MATERIAL TO PROCESS:
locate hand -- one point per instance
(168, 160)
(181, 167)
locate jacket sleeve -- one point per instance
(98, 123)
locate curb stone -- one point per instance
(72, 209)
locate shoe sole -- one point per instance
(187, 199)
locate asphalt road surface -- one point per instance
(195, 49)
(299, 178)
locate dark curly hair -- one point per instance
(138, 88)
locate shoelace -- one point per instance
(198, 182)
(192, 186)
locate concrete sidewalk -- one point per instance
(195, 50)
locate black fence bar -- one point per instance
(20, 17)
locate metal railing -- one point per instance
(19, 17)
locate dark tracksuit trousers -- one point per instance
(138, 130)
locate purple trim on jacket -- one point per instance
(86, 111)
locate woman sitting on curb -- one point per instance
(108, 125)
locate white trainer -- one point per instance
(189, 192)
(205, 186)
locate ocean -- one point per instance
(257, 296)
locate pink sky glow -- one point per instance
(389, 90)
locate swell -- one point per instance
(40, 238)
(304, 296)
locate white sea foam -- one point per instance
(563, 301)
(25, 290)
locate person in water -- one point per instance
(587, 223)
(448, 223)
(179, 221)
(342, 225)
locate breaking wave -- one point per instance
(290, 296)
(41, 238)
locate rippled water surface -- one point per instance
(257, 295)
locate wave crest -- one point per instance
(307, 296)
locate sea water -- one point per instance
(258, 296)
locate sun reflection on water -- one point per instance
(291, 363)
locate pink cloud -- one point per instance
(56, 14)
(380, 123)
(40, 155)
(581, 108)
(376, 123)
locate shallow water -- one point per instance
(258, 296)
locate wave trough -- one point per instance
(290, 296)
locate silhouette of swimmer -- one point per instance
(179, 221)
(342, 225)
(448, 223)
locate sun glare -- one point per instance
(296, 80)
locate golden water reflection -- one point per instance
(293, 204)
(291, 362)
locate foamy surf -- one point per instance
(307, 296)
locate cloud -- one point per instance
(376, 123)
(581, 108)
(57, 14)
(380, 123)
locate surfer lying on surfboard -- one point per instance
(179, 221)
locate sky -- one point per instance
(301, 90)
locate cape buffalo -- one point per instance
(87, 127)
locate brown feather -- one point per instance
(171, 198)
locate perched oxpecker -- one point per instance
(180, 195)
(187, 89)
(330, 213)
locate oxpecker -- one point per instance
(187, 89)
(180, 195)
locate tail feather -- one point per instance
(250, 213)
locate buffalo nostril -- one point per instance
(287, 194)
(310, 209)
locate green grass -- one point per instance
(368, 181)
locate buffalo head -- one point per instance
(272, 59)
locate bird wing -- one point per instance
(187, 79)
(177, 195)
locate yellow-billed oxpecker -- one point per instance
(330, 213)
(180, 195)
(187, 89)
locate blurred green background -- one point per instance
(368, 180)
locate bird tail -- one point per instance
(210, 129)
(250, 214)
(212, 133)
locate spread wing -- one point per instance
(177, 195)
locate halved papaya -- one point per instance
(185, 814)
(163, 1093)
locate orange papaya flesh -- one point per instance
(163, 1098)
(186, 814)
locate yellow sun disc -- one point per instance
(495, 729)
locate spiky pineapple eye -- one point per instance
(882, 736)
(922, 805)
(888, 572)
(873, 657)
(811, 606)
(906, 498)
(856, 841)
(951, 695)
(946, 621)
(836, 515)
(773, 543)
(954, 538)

EXERCISE TASK:
Reproduce the data from the line containing "locate tail feather -- one point per instance" up to and including the line containing "(163, 1093)", switching "buffalo" to "bison" and leaving everything else unchanged.

THE SOLUTION:
locate tail feather -- one point per instance
(250, 213)
locate bison nostril -- one point per instance
(287, 194)
(310, 209)
locate green grass -- one point per instance
(368, 181)
locate bison head -- one point per instance
(272, 59)
locate bird wing -- one point per instance
(187, 79)
(177, 195)
locate yellow-billed oxpecker -- one point per instance
(330, 213)
(180, 195)
(187, 89)
locate blurred green background -- one point per instance
(368, 180)
locate bird tail -- one point per instance
(210, 129)
(250, 214)
(212, 133)
locate spread wing -- one point per instance
(177, 195)
locate halved papaya -- one point per instance
(185, 814)
(163, 1093)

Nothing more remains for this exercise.